See all-in cost, refi cash-out at 75% of ARV, capital left in the deal, monthly cash flow, and the cash-on-cash return on whatever capital remains trapped. Live calc as you type.
The BRRRR strategy lets a fixed cash base build a rental portfolio by recycling capital through forced appreciation. Each step has a specific number it cares about:
Acquire below market — distressed, dated, or otherwise structurally undervalued — typically with cash or a short-term fix-and-flip bridge loan. Acquisition closing costs, hard-money points, and the first few months of holding (utilities, taxes, insurance) all land in the "holding + acquisition" line of the calculator above.
Renovate to a target After-Repair Value (ARV). The single highest-impact lever in a BRRRR is the spread between all-in cost and ARV. Tight rehab budgets (with 10–15% contingency) and disciplined comp selection keep this spread real. Over-budget rehabs are the #1 reason BRRRR refis leave too much cash trapped.
Lease the property at market rent. Long-term lease beats projection for refi underwriting. DSCR underwriting will use the lower of lease rent and appraiser-determined market rent — so leasing at or above market protects the refi DSCR.
After the typical 6-month seasoning period, refinance into a long-term loan — usually a DSCR cash-out at 75% of the new appraised value. The refi loan minus refi closing costs is the cash you recover. That cash, plus your DSCR-qualifying rental, is the foundation of the repeat.
Roll the recovered capital into the next acquisition. The discipline is that each deal must (a) be a real BRRRR — not a slow buy-and-hold dressed up — and (b) operate at positive cash flow even after a stress-tested vacancy and repair reserve. A BRRRR that leaves capital trapped AND operates negative is a losing deal, not a winning one.

What needs to be done
In the BRRRR strategy text, write out the passage from "Lease the property" to "of the repeat." again, swapping "seasoning" for "waiting".

Data rows
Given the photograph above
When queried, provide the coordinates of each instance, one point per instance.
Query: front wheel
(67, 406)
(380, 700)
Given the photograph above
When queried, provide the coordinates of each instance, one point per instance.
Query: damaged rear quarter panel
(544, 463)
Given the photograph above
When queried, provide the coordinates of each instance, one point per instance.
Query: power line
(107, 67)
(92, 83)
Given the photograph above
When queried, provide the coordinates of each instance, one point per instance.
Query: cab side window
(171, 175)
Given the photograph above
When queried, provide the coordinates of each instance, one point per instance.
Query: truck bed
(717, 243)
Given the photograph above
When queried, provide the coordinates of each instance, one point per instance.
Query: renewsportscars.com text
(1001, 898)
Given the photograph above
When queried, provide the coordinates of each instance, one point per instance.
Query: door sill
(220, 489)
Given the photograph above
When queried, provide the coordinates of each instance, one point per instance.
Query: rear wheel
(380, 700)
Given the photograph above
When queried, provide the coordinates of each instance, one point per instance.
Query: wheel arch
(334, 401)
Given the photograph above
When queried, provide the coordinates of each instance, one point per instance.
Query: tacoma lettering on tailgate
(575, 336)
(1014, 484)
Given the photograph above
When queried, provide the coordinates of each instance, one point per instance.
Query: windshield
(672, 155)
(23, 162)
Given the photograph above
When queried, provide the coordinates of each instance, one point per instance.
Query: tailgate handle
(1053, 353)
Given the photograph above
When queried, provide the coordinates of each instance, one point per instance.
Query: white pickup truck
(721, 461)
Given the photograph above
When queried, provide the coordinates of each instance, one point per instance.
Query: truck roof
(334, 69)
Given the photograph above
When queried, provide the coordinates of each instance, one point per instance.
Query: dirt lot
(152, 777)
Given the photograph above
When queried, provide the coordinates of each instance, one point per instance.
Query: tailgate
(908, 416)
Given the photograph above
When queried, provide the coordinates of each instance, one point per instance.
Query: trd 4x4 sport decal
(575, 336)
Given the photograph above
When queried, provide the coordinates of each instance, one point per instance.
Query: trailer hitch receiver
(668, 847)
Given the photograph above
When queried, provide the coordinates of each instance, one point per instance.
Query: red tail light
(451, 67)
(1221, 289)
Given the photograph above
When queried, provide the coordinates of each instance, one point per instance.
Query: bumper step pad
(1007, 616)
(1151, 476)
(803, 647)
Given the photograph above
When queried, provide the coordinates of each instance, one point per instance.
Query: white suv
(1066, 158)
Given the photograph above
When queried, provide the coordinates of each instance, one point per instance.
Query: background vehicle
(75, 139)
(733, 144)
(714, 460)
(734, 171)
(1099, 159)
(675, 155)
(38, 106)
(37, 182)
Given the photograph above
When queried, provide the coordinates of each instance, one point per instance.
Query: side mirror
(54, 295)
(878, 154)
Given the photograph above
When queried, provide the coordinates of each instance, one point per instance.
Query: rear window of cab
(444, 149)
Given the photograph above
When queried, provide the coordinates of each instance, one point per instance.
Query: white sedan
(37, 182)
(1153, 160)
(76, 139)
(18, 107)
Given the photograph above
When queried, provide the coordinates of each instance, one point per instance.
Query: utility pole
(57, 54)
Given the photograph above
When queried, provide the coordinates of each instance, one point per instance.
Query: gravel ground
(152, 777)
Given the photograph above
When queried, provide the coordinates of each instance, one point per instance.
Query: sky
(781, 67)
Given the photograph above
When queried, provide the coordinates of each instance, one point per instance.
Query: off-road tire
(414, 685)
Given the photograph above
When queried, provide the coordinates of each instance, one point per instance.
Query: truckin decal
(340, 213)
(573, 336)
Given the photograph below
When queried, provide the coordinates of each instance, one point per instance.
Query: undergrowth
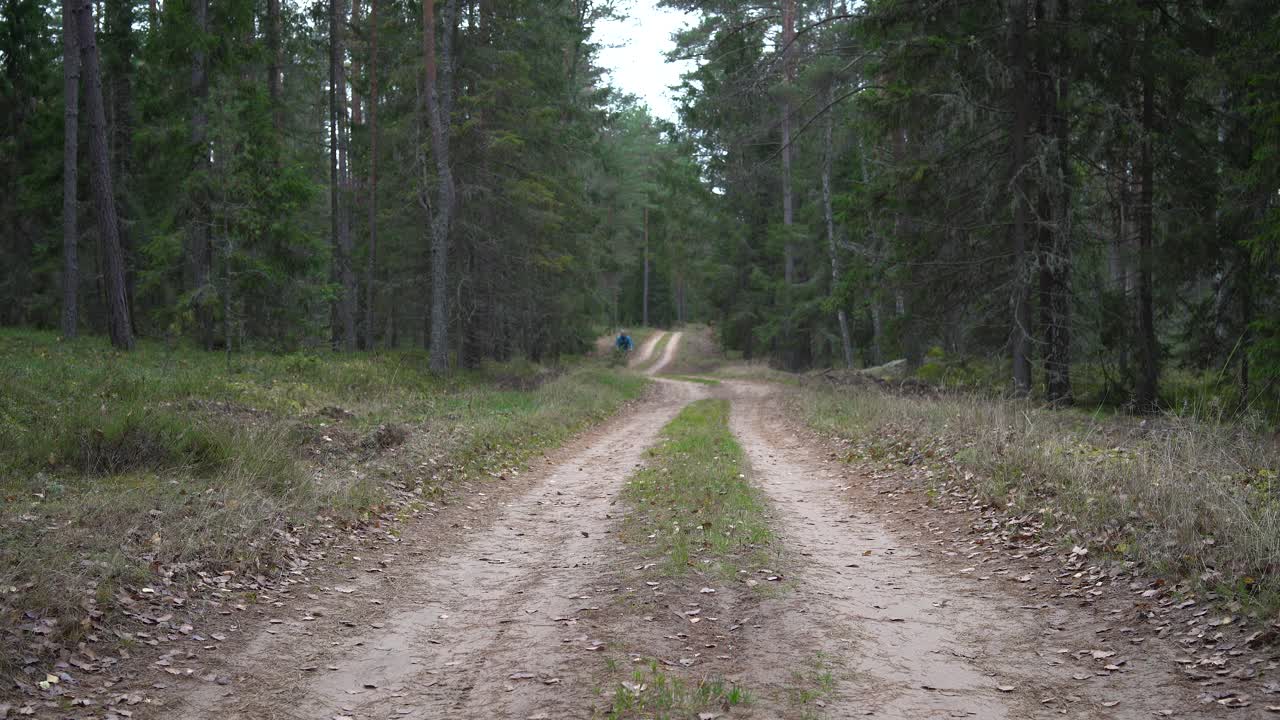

Result for this task
Lease the property at market rent. Long-term lease beats projection for refi underwriting. DSCR underwriting will use the lower of lease rent and appraiser-determined market rent — so leasing at or above market protects the refi DSCR.
After the typical 6-month waiting period, refinance into a long-term loan — usually a DSCR cash-out at 75% of the new appraised value. The refi loan minus refi closing costs is the cash you recover. That cash, plus your DSCR-qualifying rental, is the foundation of the repeat.